→ **To do**
Reproduce verbatim the lines of the material below, starting at the line that contains "Give the segmentation of every instance of the green" and stopping after the line that contains "List every instance of the green", with both of those lines included.
··· Data section ···
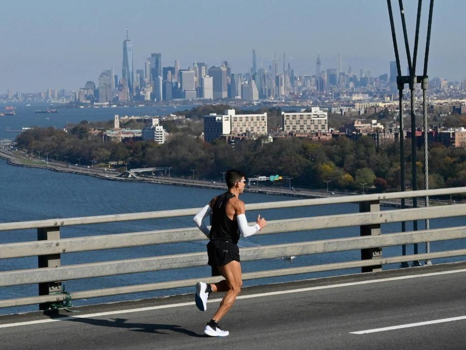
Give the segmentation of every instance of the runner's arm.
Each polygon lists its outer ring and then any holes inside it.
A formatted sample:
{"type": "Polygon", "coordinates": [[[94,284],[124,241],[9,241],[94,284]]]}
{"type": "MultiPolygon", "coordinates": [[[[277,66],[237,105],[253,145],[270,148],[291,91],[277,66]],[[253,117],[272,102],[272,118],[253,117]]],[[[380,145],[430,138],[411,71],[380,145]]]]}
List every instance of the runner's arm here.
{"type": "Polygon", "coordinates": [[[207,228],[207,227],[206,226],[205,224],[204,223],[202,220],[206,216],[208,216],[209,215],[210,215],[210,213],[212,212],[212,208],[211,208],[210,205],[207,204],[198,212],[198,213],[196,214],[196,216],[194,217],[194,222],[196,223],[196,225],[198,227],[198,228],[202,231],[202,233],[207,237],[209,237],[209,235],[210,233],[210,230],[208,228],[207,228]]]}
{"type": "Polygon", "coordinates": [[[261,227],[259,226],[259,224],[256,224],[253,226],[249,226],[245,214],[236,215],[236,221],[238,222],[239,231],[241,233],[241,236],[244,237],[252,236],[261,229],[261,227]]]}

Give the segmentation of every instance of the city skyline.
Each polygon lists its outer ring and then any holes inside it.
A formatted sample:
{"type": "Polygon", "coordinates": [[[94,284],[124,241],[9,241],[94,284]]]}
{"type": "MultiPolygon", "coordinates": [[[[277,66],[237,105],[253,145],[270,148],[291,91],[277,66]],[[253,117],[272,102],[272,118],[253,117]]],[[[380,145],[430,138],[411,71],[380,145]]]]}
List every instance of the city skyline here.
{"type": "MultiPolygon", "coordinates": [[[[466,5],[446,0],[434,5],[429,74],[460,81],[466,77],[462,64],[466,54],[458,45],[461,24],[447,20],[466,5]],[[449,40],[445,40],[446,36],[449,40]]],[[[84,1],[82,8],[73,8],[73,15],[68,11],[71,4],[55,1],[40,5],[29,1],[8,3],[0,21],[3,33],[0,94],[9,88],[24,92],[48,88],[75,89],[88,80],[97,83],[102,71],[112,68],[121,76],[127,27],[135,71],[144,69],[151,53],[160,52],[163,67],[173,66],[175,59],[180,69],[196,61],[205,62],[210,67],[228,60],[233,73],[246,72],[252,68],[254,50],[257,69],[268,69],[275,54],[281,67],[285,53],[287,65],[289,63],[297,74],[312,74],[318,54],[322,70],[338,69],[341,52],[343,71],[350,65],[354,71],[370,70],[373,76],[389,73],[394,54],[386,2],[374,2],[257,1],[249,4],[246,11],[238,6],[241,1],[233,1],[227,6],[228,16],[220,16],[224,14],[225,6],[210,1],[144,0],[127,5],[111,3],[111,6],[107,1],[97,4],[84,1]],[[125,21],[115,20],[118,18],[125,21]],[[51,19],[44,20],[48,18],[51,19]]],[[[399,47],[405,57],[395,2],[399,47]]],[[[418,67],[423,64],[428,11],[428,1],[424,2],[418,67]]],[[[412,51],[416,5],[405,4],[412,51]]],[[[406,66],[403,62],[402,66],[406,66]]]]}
···
··· Data section ···
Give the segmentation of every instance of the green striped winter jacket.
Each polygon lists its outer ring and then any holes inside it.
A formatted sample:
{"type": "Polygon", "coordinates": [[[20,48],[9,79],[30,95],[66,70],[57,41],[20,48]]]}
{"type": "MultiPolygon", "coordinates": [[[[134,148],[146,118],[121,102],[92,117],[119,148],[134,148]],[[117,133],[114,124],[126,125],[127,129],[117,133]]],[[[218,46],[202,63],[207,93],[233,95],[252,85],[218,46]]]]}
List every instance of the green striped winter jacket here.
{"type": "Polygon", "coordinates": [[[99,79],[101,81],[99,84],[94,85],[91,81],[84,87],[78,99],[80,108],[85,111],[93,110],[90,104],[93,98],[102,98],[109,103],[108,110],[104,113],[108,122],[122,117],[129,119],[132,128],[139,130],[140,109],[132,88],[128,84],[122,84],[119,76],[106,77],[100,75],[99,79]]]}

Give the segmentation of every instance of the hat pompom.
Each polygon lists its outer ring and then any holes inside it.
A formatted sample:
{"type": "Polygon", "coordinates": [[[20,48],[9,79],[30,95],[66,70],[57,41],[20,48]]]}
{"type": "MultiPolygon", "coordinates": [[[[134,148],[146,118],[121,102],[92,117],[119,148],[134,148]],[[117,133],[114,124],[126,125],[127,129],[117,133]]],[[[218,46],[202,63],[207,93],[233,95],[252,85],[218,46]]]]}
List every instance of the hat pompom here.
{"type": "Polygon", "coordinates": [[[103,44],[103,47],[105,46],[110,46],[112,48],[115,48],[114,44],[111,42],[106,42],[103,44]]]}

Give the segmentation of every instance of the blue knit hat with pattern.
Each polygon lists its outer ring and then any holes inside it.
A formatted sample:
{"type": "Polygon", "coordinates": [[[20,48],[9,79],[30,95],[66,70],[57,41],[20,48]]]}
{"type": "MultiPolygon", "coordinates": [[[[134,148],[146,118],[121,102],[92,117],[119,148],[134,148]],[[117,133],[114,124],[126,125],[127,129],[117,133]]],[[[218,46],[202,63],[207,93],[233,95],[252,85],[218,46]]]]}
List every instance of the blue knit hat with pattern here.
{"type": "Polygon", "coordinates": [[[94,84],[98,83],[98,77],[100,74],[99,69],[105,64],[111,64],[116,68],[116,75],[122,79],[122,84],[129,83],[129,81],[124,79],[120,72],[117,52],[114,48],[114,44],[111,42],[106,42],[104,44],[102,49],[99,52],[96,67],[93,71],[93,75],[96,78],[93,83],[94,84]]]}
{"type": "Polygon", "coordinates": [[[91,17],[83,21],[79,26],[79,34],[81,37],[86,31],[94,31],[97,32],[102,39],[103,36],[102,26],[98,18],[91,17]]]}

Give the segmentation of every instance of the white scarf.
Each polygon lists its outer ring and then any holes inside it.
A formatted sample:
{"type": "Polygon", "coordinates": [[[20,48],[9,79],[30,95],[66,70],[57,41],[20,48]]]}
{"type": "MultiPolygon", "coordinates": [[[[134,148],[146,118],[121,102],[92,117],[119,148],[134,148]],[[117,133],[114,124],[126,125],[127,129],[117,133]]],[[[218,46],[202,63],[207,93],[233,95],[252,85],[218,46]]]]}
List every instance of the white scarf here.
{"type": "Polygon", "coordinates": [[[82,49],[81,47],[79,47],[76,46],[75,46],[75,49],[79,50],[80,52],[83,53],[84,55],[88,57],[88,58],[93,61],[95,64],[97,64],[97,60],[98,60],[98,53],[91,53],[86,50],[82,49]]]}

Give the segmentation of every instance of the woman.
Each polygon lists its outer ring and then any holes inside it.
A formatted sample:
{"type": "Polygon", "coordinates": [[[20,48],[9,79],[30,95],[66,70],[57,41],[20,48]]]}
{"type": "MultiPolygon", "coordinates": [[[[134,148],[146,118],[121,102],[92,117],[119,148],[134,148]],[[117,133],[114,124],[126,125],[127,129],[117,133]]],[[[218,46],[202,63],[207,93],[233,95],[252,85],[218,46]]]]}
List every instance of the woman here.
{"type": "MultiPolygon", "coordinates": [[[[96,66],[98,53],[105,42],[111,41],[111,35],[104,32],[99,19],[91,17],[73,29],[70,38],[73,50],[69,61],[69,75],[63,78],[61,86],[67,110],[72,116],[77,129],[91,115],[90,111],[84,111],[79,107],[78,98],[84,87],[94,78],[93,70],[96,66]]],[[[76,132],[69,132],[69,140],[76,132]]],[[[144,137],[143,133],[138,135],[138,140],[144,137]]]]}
···
→ **Correct result**
Give the segmentation of every instance of the green striped winter jacket.
Each polygon lists its outer ring and then any holes inside it.
A formatted sample:
{"type": "Polygon", "coordinates": [[[20,48],[9,79],[30,95],[66,70],[57,41],[20,48]]]}
{"type": "MultiPolygon", "coordinates": [[[[134,148],[146,118],[121,102],[92,117],[119,148],[134,148]],[[117,133],[114,124],[126,125],[127,129],[117,133]]],[[[218,46],[202,63],[207,93],[233,95],[252,85],[218,46]]]]}
List every instance of the green striped winter jacket here.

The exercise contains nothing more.